**RECORDS SUPPLIED:**
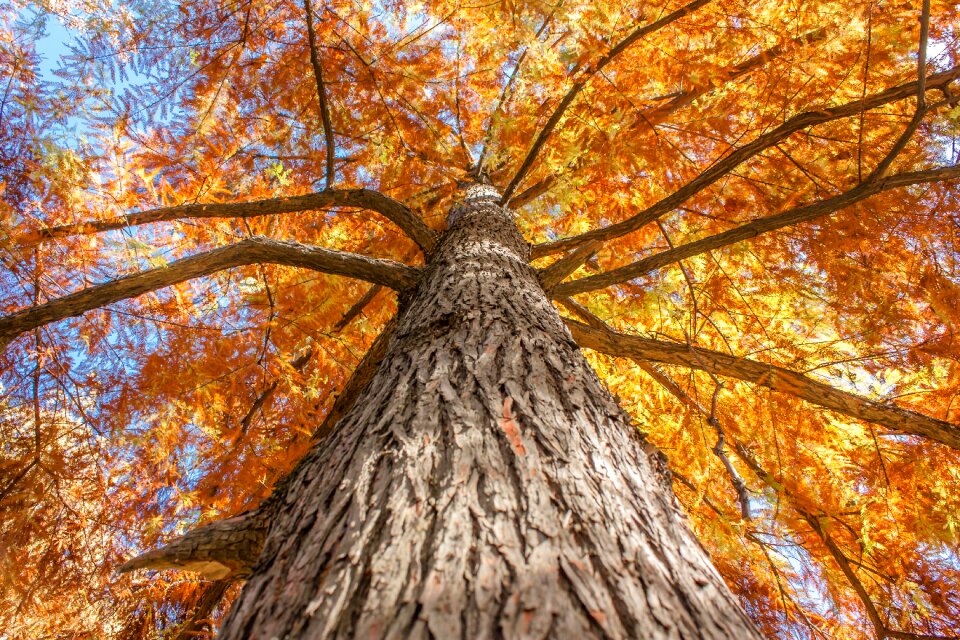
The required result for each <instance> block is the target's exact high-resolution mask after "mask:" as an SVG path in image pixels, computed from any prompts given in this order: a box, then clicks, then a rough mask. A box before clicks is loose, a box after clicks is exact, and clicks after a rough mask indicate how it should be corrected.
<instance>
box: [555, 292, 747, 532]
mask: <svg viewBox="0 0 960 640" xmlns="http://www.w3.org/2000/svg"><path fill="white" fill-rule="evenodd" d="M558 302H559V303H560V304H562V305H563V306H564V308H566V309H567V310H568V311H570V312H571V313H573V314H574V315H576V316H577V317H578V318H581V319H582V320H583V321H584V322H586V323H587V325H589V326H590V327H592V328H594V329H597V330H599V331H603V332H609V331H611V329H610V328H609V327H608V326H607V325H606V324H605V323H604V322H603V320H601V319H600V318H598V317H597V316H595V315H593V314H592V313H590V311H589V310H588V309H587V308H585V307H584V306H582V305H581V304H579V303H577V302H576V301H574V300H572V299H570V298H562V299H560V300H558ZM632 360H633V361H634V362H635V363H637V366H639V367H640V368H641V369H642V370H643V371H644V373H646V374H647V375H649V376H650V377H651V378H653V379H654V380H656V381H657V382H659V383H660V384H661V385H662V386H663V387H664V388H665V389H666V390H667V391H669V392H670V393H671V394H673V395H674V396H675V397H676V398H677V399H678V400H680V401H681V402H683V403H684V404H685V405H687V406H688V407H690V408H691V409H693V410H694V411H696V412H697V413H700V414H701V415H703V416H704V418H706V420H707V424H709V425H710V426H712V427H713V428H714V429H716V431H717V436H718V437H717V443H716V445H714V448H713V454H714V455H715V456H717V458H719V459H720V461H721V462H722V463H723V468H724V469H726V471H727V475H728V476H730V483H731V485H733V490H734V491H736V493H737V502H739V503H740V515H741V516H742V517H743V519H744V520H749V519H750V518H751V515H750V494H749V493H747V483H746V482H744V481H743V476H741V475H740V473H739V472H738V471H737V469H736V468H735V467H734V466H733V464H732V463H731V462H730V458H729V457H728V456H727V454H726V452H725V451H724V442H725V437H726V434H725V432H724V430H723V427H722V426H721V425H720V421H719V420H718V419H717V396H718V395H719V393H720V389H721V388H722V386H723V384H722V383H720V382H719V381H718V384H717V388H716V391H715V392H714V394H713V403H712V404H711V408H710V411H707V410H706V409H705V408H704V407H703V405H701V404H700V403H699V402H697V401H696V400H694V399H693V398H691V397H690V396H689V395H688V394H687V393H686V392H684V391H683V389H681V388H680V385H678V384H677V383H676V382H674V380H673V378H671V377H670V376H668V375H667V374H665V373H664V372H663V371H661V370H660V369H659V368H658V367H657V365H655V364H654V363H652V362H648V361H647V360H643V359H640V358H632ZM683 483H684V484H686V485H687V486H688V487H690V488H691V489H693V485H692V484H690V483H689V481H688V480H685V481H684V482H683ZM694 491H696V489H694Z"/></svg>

...

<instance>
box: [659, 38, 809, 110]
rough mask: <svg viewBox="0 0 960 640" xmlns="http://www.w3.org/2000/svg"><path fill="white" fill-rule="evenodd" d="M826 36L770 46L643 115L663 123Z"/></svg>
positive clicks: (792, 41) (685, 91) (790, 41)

**WORK TASK:**
From the material above, set down exactly the lines between the line holding "box: [659, 38, 809, 110]" and the line holding "positive clicks: (792, 41)", inclusive. Include nothing else.

**RESPONSE:**
box: [659, 38, 809, 110]
rough mask: <svg viewBox="0 0 960 640" xmlns="http://www.w3.org/2000/svg"><path fill="white" fill-rule="evenodd" d="M826 36L770 46L643 115L663 123Z"/></svg>
positive clicks: (792, 41) (685, 91) (790, 41)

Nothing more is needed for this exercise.